- To be done
#1 Say whether each statement below agrees with the passage on Bhutto, answering yes or no and quoting the deciding words: (a) Bhutto nationalized the banks and life insurance companies; (b) Salvador Allende was a leader of Egypt; (c) Zia forced two of the acquitting judges into retirement.
#2 List every country named in the passage on Bhutto.

--- start of Page ---

He nationalized the Banks and Life Insurance Companies. He also
initiated Pakistan's Nuclear Programme. The economical policies of
Bhutto were anti-imperialist and base on state socialism following
the mound of other Third World leaders such as Gamal Abdel Nasser of
Egypt, Ahmad Soekarno of Indonesia, and his own contemporary
Salvador Allende of Chile who was elected, over thrown and
assassinated during the same period. The Cold War was its most
frosty during this epoch. The Neo-Colonialists made a horrible
example of Bhutto for his anti-Imperialistic stance, his efforts to
unite the World of Islam, and his demarche towards bringing the
Third World on one Platform apart from the Nuclear Issue.
Disturbance
following the elections of 1977, provided General Zia ul Haq, the
reactionary Chief of the Army Staff, an opportunity to ove5r throw
the elected Prime Minister and later manipulate for his execution by
a hung Court in which the real majority was in favour of acquittal,
two of the acquitting Judges having been forced into retirement by
Zia.

--- end of Page ---
--- start of Supplied information ---

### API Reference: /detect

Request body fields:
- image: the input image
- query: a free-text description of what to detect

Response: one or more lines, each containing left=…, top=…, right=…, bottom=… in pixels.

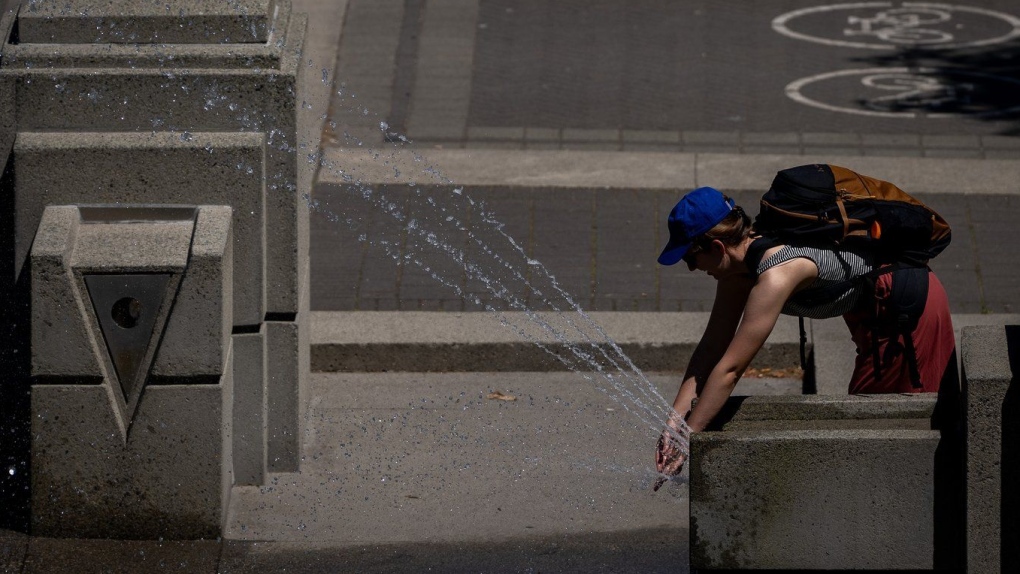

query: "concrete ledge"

left=691, top=429, right=939, bottom=571
left=321, top=148, right=1020, bottom=195
left=311, top=311, right=800, bottom=372
left=310, top=311, right=1020, bottom=377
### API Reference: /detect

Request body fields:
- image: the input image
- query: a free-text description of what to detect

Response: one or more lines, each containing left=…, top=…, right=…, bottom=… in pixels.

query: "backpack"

left=748, top=164, right=952, bottom=387
left=755, top=163, right=952, bottom=267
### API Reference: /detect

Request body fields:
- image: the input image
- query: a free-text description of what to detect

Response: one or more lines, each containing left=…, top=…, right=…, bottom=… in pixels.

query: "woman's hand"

left=652, top=417, right=689, bottom=490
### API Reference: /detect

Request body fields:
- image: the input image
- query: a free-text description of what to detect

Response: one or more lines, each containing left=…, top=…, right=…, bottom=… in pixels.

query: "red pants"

left=843, top=271, right=956, bottom=395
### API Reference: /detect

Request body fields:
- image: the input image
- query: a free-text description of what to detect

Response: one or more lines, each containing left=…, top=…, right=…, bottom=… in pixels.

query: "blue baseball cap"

left=659, top=188, right=733, bottom=265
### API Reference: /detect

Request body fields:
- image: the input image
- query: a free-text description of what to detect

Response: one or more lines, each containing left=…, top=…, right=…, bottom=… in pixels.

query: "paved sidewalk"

left=0, top=0, right=1020, bottom=574
left=311, top=150, right=1020, bottom=313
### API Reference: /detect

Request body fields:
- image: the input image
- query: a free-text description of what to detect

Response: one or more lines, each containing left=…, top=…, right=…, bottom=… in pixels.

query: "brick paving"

left=311, top=0, right=1020, bottom=313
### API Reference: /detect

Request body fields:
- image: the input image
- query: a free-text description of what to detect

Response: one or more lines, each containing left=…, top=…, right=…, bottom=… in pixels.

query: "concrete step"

left=311, top=311, right=1020, bottom=395
left=311, top=311, right=800, bottom=372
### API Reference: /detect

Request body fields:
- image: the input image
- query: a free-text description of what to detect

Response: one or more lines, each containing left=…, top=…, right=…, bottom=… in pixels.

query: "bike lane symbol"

left=785, top=67, right=1020, bottom=118
left=772, top=2, right=1020, bottom=50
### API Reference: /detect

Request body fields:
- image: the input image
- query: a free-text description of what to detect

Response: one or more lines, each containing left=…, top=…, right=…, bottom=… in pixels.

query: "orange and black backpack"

left=748, top=163, right=952, bottom=386
left=755, top=163, right=952, bottom=267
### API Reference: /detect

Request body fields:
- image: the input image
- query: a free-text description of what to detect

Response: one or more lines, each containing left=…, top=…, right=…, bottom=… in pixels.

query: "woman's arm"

left=687, top=259, right=818, bottom=432
left=669, top=276, right=754, bottom=430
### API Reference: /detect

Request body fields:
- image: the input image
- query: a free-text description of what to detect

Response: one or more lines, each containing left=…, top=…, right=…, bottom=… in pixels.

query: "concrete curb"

left=311, top=311, right=1020, bottom=383
left=311, top=311, right=800, bottom=372
left=319, top=147, right=1020, bottom=195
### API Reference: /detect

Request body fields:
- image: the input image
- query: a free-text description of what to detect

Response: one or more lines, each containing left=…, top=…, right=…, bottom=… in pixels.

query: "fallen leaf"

left=486, top=390, right=517, bottom=401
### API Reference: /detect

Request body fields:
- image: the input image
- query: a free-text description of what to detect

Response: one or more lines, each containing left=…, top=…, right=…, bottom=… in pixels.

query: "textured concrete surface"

left=963, top=325, right=1020, bottom=572
left=311, top=311, right=800, bottom=372
left=12, top=133, right=267, bottom=324
left=0, top=5, right=306, bottom=318
left=18, top=0, right=276, bottom=44
left=691, top=424, right=939, bottom=571
left=32, top=384, right=227, bottom=539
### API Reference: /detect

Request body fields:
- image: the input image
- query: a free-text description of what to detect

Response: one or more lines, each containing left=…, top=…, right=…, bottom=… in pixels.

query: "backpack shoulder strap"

left=744, top=236, right=782, bottom=278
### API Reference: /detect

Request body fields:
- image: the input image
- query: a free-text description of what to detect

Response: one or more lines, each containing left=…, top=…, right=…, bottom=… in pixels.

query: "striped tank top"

left=757, top=246, right=874, bottom=319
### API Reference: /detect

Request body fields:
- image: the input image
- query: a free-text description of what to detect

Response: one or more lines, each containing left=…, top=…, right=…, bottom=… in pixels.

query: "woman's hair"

left=695, top=197, right=752, bottom=248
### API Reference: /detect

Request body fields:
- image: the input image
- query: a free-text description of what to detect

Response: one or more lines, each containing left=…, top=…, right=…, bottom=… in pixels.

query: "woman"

left=656, top=188, right=956, bottom=483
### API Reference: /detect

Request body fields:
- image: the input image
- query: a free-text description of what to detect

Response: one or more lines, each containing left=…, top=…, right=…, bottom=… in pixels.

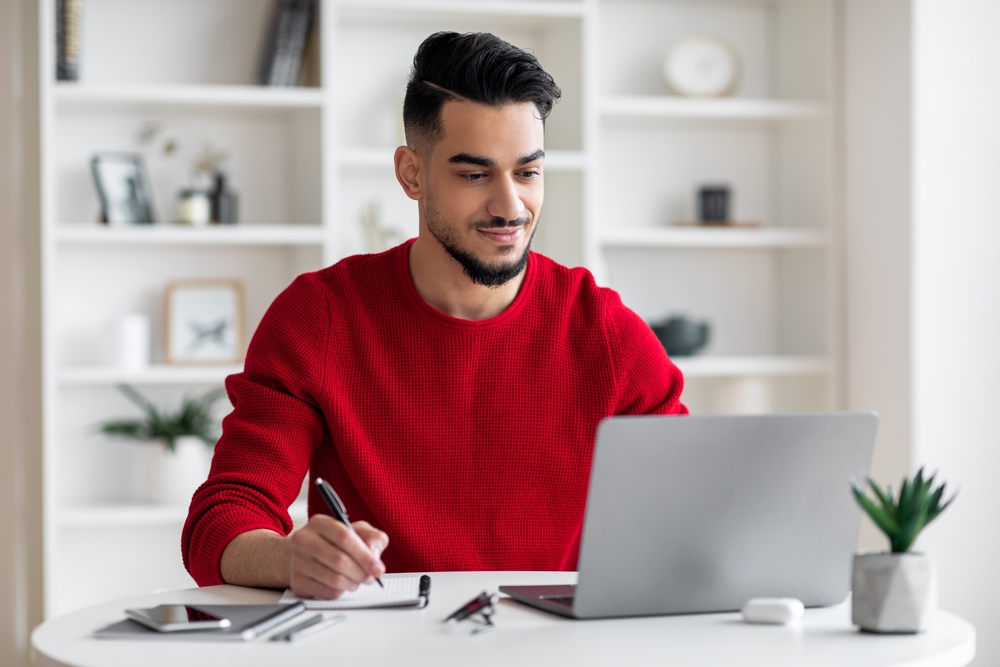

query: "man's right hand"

left=288, top=514, right=389, bottom=599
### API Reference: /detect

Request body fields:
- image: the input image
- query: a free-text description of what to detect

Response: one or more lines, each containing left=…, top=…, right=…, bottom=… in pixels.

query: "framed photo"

left=90, top=153, right=156, bottom=225
left=164, top=280, right=244, bottom=364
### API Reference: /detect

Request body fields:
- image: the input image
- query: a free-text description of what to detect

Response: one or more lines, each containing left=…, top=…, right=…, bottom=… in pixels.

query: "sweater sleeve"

left=181, top=274, right=329, bottom=586
left=605, top=292, right=688, bottom=415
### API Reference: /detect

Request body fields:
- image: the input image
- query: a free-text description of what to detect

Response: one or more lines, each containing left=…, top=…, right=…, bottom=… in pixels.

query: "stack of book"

left=257, top=0, right=316, bottom=86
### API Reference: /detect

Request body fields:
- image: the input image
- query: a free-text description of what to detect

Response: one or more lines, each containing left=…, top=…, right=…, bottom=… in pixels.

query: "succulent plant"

left=851, top=468, right=955, bottom=553
left=100, top=384, right=225, bottom=451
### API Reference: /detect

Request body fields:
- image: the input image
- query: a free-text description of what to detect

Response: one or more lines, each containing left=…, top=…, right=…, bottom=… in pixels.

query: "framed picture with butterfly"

left=164, top=279, right=246, bottom=365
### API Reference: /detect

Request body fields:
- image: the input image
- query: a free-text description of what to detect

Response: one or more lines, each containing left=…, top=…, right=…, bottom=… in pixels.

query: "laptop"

left=500, top=412, right=878, bottom=618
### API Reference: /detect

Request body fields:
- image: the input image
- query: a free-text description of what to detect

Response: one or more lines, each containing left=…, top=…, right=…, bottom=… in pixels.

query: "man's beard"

left=425, top=197, right=535, bottom=288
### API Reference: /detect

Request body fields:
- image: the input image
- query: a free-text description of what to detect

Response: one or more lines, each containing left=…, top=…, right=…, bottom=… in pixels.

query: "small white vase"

left=851, top=551, right=937, bottom=633
left=136, top=436, right=212, bottom=507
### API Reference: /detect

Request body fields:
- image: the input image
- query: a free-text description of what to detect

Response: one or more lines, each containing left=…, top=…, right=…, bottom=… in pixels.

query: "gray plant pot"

left=851, top=551, right=937, bottom=633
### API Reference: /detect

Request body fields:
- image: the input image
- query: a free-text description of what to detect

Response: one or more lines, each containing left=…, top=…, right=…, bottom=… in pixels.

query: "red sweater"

left=182, top=241, right=687, bottom=586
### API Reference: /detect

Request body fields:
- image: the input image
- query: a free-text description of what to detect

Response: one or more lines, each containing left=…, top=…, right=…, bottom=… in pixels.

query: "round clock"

left=663, top=35, right=742, bottom=97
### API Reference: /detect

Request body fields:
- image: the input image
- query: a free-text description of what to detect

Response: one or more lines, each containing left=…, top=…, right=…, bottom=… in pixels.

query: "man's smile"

left=477, top=226, right=524, bottom=245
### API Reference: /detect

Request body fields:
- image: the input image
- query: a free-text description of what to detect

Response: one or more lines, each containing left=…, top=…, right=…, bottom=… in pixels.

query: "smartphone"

left=125, top=604, right=231, bottom=632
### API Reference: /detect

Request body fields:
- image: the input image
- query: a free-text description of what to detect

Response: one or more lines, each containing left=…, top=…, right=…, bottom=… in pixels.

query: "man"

left=182, top=33, right=686, bottom=598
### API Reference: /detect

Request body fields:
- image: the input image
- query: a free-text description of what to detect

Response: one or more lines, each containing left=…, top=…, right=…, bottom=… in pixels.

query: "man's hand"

left=219, top=514, right=389, bottom=599
left=288, top=514, right=389, bottom=599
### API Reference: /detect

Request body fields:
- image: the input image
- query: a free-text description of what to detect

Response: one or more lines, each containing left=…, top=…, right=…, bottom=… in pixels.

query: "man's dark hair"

left=403, top=32, right=562, bottom=150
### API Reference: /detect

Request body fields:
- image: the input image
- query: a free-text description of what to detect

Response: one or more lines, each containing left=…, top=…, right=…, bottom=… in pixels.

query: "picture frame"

left=163, top=278, right=246, bottom=365
left=90, top=153, right=156, bottom=226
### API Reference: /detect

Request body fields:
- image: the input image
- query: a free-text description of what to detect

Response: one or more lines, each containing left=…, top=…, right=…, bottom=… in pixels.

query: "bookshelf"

left=40, top=0, right=840, bottom=616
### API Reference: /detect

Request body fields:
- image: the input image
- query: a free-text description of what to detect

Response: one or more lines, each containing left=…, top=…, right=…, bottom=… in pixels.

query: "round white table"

left=31, top=572, right=976, bottom=667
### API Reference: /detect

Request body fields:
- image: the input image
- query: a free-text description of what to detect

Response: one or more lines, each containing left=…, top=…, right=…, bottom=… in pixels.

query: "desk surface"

left=32, top=572, right=976, bottom=667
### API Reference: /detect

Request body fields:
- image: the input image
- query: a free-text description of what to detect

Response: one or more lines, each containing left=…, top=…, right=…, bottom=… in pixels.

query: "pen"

left=316, top=477, right=385, bottom=588
left=271, top=614, right=345, bottom=642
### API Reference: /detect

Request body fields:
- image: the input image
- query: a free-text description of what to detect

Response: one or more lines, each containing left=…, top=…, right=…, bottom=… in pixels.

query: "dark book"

left=282, top=0, right=315, bottom=86
left=257, top=0, right=316, bottom=86
left=56, top=0, right=83, bottom=81
left=257, top=0, right=292, bottom=86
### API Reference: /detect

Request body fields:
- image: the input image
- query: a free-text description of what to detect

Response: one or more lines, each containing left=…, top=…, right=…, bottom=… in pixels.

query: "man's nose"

left=487, top=177, right=524, bottom=222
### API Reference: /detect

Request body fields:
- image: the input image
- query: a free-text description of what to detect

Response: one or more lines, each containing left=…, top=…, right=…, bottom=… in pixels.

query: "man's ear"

left=393, top=146, right=425, bottom=201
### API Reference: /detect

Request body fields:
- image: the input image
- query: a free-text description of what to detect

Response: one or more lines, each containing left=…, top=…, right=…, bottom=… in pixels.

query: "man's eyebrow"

--- end of Supplied information ---

- Exercise responses
#1
(a) Yes: "He nationalized the Banks and Life Insurance Companies."
(b) No: "Salvador Allende of Chile"
(c) Yes: "two of the acquitting Judges having been forced into retirement by Zia."

#2 Pakistan, Egypt, Indonesia, Chile